BoostingDecisionTrees

Documentation for BoostingDecisionTrees.

BoostingDecisionTrees.BoostingDecisionTrees
BoostingDecisionTrees.AdaBoost
BoostingDecisionTrees.DecisionNode
BoostingDecisionTrees.LeafNode
BoostingDecisionTrees.TreeNode
BoostingDecisionTrees.best_split
BoostingDecisionTrees.createWeightedDataset
BoostingDecisionTrees.gini_impurity
BoostingDecisionTrees.information_gain
BoostingDecisionTrees.load_data_iris
BoostingDecisionTrees.predict
BoostingDecisionTrees.predict
BoostingDecisionTrees.predict
BoostingDecisionTrees.train_adaboost
BoostingDecisionTrees.train_tree

BoostingDecisionTrees.BoostingDecisionTrees — Module

A Julia module for decision tree and boosting algorithms, including decision stumps, Gini impurity, and information gain utilities.

Overview

This module provides tools for training and evaluating simple decision trees, with support for both Gini impurity and information gain as splitting criteria.

Features

Splitting Criteria: Supports both Gini impurity and information gain for feature selection.
Utilities: Includes helper functions for entropy, Gini impurity, and majority voting.

Exports

Decision TreeNode Functions:
- train_tree: Train a decision tree on a dataset.
- predict: Make predictions using a trained decision tree.
AdaBoost Functions
- train_adaboost: Train an AdaBoost model on a dataset.
- predict: Make predicitions using a trained AdaBoost model

source

BoostingDecisionTrees.AdaBoost — Type

AdaBoost(learner, alphas)

A stronger ensemble learning classifier consisting of multiple weaker learners. 
Each new learner focuses on correcting the errors made by its predicessors.

# Fields
- `learner::Vector{DecisionTree}`: A collection of DecisionTree objects. Each tree acts as a weak classifier that makes a prediction based on a single feature threshold.
- `alphas::Vector{Float64}`: A vector of floating-point weights, corresponding to the voting power of a tree. A higher alpha values means the stump was more accurate during the training phase.

source

BoostingDecisionTrees.DecisionNode — Type

DecisionNode

A decision node in a decision tree that splits data based on a feature and threshold.

Fields

feature::Int: the feature index used for splitting.
threshold::Float64: the threshold value for the split.

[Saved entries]

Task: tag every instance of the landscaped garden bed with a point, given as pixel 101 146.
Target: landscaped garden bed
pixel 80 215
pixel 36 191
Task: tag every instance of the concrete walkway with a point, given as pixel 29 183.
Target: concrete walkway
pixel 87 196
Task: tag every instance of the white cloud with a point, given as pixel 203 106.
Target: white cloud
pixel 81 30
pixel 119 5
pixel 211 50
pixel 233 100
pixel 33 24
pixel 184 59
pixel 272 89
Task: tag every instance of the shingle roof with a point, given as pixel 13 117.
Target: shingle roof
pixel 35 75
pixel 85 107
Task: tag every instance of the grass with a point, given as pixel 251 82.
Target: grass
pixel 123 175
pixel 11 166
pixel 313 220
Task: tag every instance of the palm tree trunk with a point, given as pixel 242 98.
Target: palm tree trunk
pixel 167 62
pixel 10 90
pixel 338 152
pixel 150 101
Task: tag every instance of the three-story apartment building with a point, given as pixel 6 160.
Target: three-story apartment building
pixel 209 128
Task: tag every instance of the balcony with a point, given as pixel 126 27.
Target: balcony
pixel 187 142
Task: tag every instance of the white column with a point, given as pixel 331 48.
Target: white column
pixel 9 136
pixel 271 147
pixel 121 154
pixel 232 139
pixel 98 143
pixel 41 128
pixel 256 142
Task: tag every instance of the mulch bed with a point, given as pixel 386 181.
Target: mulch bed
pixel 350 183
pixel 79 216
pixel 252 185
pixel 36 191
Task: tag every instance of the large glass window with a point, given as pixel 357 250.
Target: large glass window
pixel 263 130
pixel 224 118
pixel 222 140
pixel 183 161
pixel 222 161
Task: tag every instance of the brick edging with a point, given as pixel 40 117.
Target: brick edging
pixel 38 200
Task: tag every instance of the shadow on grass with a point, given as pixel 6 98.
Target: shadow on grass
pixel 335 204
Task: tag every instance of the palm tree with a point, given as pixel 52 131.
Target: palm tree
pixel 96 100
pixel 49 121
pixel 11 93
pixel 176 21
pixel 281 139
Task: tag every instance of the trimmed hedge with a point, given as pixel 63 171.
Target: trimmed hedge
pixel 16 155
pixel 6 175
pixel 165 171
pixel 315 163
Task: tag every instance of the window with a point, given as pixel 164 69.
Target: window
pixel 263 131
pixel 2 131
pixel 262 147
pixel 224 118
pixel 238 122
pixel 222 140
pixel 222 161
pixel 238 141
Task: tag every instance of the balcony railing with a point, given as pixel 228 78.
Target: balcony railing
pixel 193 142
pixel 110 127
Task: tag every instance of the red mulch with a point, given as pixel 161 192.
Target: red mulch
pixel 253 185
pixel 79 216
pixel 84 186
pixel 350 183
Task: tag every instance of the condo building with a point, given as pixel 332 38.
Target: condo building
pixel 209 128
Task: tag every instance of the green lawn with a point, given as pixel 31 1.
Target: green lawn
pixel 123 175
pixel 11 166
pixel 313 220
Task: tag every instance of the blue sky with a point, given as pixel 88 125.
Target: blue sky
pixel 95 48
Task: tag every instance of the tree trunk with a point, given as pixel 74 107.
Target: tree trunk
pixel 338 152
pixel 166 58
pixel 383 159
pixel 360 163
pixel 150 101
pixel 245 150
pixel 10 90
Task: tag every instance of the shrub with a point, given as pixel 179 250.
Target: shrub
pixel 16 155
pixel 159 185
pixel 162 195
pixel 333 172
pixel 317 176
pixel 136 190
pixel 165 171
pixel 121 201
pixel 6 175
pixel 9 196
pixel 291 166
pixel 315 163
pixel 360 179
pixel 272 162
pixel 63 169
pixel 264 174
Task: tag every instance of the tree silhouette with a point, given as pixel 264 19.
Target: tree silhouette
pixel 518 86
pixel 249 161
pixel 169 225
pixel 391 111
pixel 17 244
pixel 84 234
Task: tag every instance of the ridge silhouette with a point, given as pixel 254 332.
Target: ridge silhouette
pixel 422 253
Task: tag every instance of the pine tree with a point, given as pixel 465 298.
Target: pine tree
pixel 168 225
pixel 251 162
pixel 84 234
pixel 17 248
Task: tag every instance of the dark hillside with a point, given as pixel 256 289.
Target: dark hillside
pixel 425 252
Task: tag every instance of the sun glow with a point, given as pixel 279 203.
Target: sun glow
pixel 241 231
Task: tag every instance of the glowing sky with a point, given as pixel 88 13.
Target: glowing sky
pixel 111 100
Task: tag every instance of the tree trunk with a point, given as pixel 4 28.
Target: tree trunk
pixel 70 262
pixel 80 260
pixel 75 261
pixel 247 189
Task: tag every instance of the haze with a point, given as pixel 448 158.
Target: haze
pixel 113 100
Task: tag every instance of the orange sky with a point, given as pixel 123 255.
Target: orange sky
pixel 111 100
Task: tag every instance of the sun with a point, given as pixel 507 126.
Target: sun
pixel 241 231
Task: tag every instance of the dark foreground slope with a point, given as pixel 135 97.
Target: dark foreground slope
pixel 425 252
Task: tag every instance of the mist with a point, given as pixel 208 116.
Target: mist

Job A.
Pull out the stretch of the BoostingDecisionTrees documentation from "Splitting Criteria: Supports" through "tree on a dataset.", copying it word for word.
Job B.
Set out the stretch of the records from the line containing "Task: tag every instance of the white column" through the line containing "pixel 281 139" as a numbered list, omitting any blank lines.
The documentation and the records were drawn from separate sources.

Exercise solution A.
Splitting Criteria: Supports both Gini impurity and information gain for feature selection.
Utilities: Includes helper functions for entropy, Gini impurity, and majority voting.

Exports

Decision TreeNode Functions:
- train_tree: Train a decision tree on a dataset.

Exercise solution B.
1. Task: tag every instance of the white column with a point, given as pixel 331 48.
2. Target: white column
3. pixel 9 136
4. pixel 271 147
5. pixel 121 154
6. pixel 232 139
7. pixel 98 143
8. pixel 41 128
9. pixel 256 142
10. Task: tag every instance of the mulch bed with a point, given as pixel 386 181.
11. Target: mulch bed
12. pixel 350 183
13. pixel 79 216
14. pixel 252 185
15. pixel 36 191
16. Task: tag every instance of the large glass window with a point, given as pixel 357 250.
17. Target: large glass window
18. pixel 263 130
19. pixel 224 118
20. pixel 222 140
21. pixel 183 161
22. pixel 222 161
23. Task: tag every instance of the brick edging with a point, given as pixel 40 117.
24. Target: brick edging
25. pixel 38 200
26. Task: tag every instance of the shadow on grass with a point, given as pixel 6 98.
27. Target: shadow on grass
28. pixel 335 204
29. Task: tag every instance of the palm tree with a point, given as pixel 52 131.
30. Target: palm tree
31. pixel 96 100
32. pixel 49 121
33. pixel 11 93
34. pixel 176 21
35. pixel 281 139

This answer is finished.